(Data items)
—————

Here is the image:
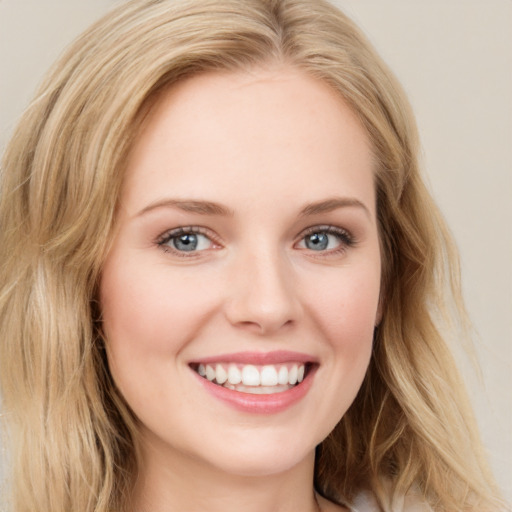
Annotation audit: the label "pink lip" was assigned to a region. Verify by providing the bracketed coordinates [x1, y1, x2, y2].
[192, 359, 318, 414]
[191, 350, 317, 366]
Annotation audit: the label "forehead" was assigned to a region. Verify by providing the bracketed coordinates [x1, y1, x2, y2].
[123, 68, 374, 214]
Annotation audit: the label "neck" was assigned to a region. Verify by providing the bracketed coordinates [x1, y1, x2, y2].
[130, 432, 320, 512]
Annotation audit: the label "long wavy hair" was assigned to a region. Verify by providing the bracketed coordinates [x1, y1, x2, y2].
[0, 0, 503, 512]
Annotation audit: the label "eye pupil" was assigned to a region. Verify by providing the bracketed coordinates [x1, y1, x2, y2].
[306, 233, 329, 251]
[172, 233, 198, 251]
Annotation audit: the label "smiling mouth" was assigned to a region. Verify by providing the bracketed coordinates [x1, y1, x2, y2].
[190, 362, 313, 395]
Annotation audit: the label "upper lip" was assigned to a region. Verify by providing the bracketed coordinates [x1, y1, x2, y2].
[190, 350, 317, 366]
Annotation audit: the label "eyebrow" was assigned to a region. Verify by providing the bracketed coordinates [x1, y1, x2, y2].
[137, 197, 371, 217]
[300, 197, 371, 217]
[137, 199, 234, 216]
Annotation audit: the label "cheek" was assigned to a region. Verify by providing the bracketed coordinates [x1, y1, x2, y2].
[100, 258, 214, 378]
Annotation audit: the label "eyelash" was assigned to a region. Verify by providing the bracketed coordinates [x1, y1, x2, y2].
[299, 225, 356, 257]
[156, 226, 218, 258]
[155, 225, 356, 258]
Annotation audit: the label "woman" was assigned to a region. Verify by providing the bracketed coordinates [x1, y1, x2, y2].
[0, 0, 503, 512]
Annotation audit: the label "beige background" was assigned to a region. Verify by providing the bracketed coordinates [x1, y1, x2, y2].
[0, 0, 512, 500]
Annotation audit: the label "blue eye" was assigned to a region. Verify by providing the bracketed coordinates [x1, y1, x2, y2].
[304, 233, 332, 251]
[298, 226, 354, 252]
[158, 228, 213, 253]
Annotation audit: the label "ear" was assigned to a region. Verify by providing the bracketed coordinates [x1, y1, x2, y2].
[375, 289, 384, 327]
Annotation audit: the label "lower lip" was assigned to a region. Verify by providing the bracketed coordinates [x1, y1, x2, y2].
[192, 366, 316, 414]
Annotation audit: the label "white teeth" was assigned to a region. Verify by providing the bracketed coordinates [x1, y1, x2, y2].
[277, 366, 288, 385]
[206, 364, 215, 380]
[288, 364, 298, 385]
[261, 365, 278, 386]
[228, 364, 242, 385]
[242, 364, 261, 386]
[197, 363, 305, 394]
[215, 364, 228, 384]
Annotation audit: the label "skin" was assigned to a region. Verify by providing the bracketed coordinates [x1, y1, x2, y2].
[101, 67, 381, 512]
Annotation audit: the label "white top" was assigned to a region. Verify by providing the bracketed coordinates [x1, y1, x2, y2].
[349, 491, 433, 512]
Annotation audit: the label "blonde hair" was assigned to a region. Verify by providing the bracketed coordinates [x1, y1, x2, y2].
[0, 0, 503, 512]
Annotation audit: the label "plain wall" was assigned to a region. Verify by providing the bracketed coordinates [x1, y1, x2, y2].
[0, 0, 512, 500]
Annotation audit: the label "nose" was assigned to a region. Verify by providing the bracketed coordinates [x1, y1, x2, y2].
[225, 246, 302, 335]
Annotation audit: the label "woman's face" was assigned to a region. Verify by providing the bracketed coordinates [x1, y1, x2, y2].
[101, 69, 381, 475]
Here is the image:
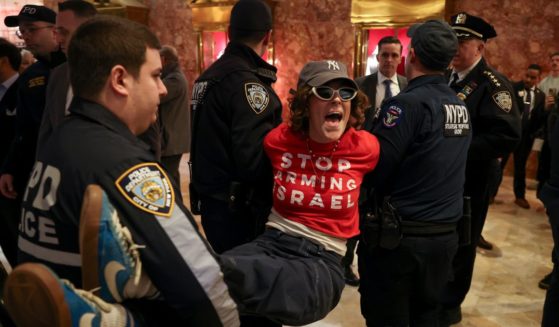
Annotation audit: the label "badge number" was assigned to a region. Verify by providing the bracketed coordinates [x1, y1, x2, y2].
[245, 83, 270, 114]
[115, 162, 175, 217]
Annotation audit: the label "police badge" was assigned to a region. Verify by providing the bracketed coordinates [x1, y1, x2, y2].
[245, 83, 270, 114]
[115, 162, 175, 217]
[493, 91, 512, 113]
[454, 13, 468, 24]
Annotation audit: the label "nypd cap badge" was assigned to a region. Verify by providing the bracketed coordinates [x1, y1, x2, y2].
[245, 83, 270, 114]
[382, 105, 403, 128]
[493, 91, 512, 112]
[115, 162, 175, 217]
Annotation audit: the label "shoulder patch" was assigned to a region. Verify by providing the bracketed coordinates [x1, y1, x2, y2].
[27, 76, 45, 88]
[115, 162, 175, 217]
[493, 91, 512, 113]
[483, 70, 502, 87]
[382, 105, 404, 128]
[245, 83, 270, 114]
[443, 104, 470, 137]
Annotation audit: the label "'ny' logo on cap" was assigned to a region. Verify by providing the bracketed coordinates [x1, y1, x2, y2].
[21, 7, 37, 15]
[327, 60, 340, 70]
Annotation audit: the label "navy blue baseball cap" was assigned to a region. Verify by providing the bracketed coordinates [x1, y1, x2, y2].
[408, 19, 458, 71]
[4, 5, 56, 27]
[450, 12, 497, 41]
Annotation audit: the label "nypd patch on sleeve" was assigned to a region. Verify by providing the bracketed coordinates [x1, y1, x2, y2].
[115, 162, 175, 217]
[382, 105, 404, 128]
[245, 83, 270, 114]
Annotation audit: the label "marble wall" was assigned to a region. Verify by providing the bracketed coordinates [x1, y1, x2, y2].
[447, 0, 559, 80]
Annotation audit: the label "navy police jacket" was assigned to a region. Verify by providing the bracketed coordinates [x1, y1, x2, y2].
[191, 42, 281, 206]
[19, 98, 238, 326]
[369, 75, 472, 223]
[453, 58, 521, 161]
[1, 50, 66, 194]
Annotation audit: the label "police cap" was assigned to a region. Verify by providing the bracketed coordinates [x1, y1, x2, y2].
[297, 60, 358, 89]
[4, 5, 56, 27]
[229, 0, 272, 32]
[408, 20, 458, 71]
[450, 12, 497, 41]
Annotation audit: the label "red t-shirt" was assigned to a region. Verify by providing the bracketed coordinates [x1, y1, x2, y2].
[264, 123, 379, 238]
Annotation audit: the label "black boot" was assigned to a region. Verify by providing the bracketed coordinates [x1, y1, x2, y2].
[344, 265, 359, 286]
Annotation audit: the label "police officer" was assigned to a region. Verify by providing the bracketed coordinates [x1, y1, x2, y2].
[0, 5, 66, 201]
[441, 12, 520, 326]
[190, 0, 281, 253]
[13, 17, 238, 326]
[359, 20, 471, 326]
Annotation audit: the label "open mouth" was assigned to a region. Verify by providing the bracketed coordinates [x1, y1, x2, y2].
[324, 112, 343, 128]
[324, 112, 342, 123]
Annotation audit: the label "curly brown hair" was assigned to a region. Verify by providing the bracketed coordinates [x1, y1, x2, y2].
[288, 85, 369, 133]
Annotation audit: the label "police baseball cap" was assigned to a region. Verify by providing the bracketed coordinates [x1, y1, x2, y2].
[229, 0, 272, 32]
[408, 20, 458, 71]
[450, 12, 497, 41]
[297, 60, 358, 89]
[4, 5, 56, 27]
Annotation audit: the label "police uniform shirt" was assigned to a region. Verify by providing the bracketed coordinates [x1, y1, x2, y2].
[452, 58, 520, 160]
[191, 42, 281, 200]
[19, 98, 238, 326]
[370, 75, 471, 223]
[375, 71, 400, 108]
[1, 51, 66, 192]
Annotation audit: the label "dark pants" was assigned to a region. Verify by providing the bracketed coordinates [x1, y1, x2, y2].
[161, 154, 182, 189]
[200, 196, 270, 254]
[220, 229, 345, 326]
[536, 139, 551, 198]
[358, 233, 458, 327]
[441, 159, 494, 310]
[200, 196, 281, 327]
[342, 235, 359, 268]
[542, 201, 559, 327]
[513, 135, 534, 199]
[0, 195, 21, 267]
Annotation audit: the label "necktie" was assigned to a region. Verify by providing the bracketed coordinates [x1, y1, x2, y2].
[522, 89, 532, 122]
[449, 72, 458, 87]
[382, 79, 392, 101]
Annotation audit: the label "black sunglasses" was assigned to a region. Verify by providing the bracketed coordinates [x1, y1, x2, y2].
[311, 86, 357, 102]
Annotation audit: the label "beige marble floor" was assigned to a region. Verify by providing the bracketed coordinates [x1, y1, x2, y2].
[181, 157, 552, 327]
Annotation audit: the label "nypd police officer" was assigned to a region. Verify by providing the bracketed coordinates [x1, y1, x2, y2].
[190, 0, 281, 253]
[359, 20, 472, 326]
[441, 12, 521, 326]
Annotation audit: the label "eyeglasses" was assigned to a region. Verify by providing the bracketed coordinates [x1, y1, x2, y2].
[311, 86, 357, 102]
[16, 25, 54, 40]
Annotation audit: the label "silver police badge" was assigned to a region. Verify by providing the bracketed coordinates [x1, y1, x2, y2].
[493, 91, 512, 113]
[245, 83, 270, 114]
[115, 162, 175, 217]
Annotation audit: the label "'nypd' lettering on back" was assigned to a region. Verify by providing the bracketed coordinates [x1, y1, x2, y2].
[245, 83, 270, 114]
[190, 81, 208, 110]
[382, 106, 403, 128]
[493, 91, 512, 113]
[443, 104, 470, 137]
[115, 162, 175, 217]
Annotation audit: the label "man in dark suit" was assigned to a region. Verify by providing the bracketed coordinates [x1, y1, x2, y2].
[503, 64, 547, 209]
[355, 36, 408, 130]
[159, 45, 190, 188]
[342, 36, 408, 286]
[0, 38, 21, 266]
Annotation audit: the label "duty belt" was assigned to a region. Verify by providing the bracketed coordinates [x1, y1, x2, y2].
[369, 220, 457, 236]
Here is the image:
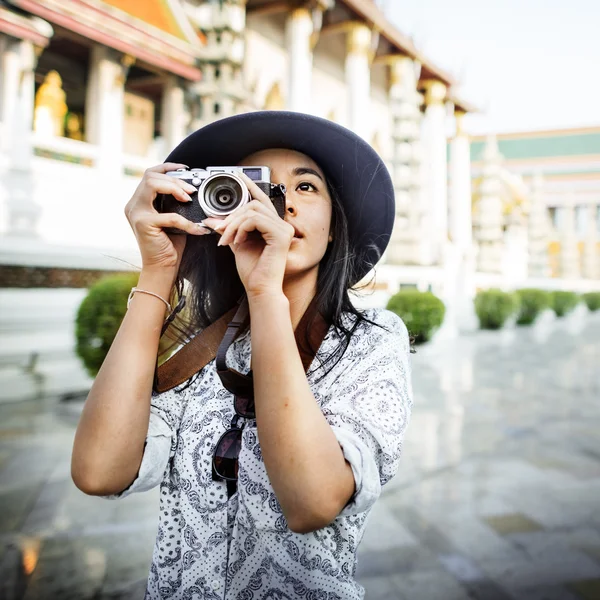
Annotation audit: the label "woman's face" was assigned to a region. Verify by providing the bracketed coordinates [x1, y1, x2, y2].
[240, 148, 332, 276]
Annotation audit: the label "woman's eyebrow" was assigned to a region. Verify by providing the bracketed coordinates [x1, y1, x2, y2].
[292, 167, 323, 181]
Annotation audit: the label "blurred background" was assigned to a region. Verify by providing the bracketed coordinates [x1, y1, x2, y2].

—————

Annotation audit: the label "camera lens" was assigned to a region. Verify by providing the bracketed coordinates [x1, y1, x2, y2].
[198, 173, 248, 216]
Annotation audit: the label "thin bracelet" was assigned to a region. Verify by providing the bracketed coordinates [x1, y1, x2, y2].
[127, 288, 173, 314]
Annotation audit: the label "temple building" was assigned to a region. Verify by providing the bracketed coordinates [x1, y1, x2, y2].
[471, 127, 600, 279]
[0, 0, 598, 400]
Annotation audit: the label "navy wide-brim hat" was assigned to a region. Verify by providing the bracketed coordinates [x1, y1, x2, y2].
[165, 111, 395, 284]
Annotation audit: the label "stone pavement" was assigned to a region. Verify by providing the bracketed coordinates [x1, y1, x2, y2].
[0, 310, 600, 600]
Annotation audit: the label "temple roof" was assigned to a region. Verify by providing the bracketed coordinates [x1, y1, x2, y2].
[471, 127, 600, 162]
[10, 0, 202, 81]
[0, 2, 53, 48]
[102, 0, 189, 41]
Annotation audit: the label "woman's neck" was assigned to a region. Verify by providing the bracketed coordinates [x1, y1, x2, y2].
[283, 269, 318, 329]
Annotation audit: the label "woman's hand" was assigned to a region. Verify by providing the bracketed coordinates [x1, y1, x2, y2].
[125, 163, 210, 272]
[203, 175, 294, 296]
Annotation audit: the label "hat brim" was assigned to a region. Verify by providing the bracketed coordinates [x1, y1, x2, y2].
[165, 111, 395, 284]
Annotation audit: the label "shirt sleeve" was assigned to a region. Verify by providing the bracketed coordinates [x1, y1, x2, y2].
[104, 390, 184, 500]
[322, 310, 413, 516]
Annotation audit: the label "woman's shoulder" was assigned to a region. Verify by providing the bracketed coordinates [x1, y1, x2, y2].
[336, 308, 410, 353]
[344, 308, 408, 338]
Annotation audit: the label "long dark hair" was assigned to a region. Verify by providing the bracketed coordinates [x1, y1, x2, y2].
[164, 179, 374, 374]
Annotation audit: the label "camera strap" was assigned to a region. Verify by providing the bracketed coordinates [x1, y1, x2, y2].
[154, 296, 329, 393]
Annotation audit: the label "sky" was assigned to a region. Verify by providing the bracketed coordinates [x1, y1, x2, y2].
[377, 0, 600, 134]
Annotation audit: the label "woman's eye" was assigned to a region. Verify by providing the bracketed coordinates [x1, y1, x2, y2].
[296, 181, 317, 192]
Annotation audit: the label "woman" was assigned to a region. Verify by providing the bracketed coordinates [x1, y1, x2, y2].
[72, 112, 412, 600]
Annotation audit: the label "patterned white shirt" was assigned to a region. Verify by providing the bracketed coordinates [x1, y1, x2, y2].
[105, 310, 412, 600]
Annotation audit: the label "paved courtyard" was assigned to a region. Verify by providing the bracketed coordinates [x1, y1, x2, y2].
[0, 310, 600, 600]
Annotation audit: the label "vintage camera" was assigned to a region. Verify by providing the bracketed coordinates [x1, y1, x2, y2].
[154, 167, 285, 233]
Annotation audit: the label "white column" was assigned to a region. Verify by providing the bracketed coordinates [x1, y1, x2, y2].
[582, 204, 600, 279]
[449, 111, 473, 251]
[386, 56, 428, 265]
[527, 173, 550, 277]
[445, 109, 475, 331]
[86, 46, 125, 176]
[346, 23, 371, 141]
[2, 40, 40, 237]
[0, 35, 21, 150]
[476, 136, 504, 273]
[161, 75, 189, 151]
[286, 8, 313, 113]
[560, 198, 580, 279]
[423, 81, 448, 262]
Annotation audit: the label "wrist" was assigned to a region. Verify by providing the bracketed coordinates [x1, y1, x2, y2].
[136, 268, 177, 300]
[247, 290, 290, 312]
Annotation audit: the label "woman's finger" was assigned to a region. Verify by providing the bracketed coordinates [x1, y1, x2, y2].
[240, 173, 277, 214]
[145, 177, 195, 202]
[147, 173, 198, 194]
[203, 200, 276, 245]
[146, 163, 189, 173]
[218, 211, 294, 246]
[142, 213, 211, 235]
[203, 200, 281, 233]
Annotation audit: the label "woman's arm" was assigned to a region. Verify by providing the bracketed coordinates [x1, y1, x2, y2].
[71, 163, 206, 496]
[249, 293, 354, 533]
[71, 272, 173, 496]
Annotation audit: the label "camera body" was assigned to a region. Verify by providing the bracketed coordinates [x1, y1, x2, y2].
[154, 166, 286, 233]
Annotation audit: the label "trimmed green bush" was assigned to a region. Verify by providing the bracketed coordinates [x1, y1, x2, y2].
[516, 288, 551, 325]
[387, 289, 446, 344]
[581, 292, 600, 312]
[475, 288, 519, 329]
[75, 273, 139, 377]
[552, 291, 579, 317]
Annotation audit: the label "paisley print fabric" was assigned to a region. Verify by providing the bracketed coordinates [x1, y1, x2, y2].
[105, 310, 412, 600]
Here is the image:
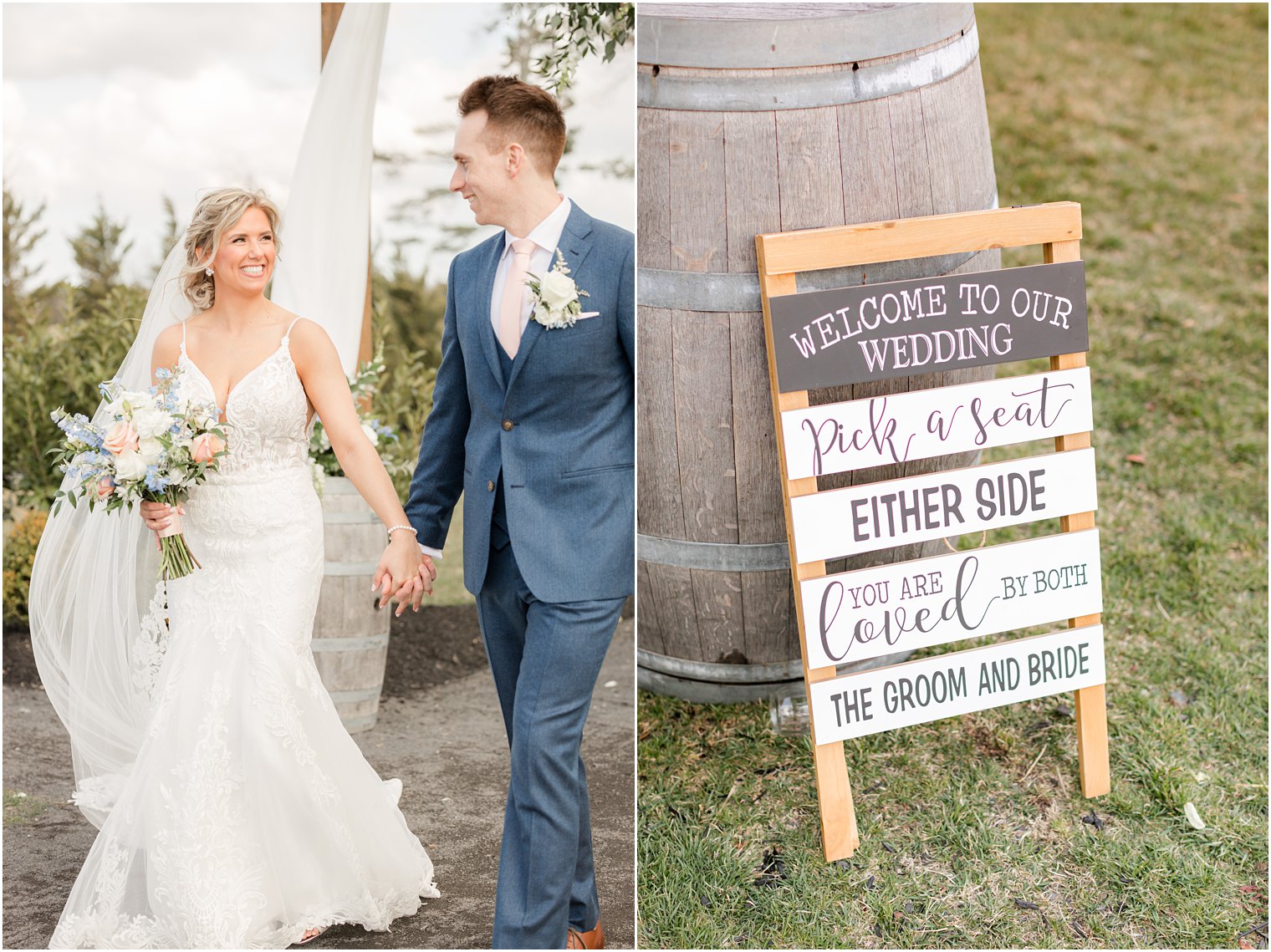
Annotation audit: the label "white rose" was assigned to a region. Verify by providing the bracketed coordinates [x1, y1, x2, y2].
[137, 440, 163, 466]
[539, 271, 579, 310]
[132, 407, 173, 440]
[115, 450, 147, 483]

—————

Pull out every line of the items above that contains the word "sleeve".

## Solved problem
Annotation audit: the label "nypd patch on sleeve" was assigned to a region. Verify by providing the bracketed coordinates [x1, y1, x2, y2].
Annotation audit: the label "shirt sleeve" was assigned to a region. Verify by providing the bracketed coordinates [x1, y1, x2, y2].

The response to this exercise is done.